TASK INSTRUCTIONS:
**A.** List each distinct username that posts in the gerbil thread.
**B.** Reproduce the gerbil thread word for word from "# Any tips on" up to and including "two boys. Thanks!".

SOURCE:
■ ■ ■ ■ ■
# Any tips on socializing gerbils?



## eaturbyfill (Aug 23, 2012)

I got my husband a couple of gerbils, and they are very skittish. Currently, I'm putting my hand in the cage and letting them explore and walk on it. Soon, I'll attempt to feed them sunflower seed from their food. Am I doing okay? Just want to know if what I am doing is good and looking for additional tips. They are two boys. Thanks!


----------



## Awaiting_Abyss (Jul 24, 2012)

Spend time with your hands in their tanks so they can get used to you. When they begin crawling on your hands you can slowly lift your hand up off the bedding so they can get used to that feeling. You can also spend time holding them (either together or one at a time). Rather than giving them sunflower seeds (some gerbils don't get excited about sunflower seeds if its part of their normal diet) you can give them cheerios, almonds, Kix cereal, rice crispies cereal, pecans, peanuts (without salt), popcorn (unsalted/unflavored/without butter), mealworms or crickets.


----------



## trematode (Sep 8, 2012)

I belong to a gerbil forum. They recommended sitting in the bathtub with them. That way, they get used to your smell. I did it with my two males. I had a nippy male who would lunge at my hand when I would put it into the cage. He didn't try to bite me when I had him in the tub with me.

Also, gerbils tend to be skittish. Unlike a lot of other rodents, they won't stay still in your hand. They like to run and be active. Hopefully you weren't expecting a pet that will sit still in your hand and cuddle in your lap


----------



## elliriyanna (Jul 27, 2011)

Someone here breeds gerbils I hope they see this I would like am answer as well as I do plan to get a pair down the road


----------



## Awaiting_Abyss (Jul 24, 2012)

I'm the one who breeds gerbils. @trematode: I've never heard of sitting in a bathtub with your gerbils. I would honestly recommend just spending time with your hands in their tank so they don't have to get used to you as well as the new surroundings (the bath tub). If you have issues with your gerbils nipping and they live in a cage then try switching them to a 15 or 20 gallon tank. Gerbils are much happier in tanks because they enjoy digging; which they can't really do much of in cages. Also, cages are usually made out of a plastic bottom, and gerbils should never get any kind of plastic. They will chew it and become sick if they happen to ingest some of it. Gerbils aren't really skittish if they're tame. They are energetic so they won't want to sit still for a long time, however, that does depend on the gerbil's personality. I have a female (Nova) that is really calm and enjoys sitting on my shoulder. I also have a male (Paku) who will sit in my hand and let me stroke his head and cheek.
■ ■ ■ ■ ■
ENTRIES SUPPLIED:
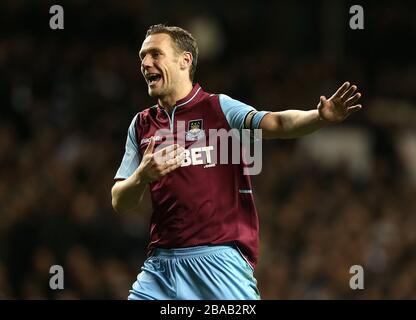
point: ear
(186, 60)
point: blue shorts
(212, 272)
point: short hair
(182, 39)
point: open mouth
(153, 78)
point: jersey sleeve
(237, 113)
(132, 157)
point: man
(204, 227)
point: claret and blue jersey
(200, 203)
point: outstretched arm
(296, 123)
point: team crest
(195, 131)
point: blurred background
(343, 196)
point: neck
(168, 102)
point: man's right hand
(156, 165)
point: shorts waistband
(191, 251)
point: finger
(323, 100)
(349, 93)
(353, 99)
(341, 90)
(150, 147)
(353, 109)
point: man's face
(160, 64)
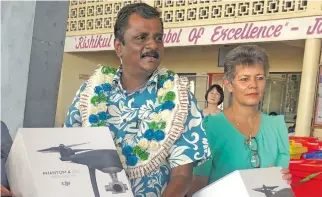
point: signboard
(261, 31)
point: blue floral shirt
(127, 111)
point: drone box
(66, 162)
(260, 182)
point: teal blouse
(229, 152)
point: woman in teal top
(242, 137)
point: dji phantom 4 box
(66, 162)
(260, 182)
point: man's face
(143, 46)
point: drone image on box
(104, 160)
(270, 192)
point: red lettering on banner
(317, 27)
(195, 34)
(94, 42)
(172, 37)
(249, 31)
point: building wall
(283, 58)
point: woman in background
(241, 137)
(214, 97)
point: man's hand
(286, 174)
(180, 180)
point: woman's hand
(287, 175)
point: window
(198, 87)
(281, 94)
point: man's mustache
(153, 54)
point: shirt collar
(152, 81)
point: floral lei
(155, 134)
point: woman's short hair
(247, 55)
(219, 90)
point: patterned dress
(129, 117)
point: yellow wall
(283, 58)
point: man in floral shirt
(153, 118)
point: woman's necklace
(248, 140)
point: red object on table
■ ■ ■ ■ ■
RESPONSE LIST:
**A.** eaturbyfill, Awaiting_Abyss, trematode, elliriyanna

**B.**
# Any tips on socializing gerbils?



## eaturbyfill (Aug 23, 2012)

I got my husband a couple of gerbils, and they are very skittish. Currently, I'm putting my hand in the cage and letting them explore and walk on it. Soon, I'll attempt to feed them sunflower seed from their food. Am I doing okay? Just want to know if what I am doing is good and looking for additional tips. They are two boys. Thanks!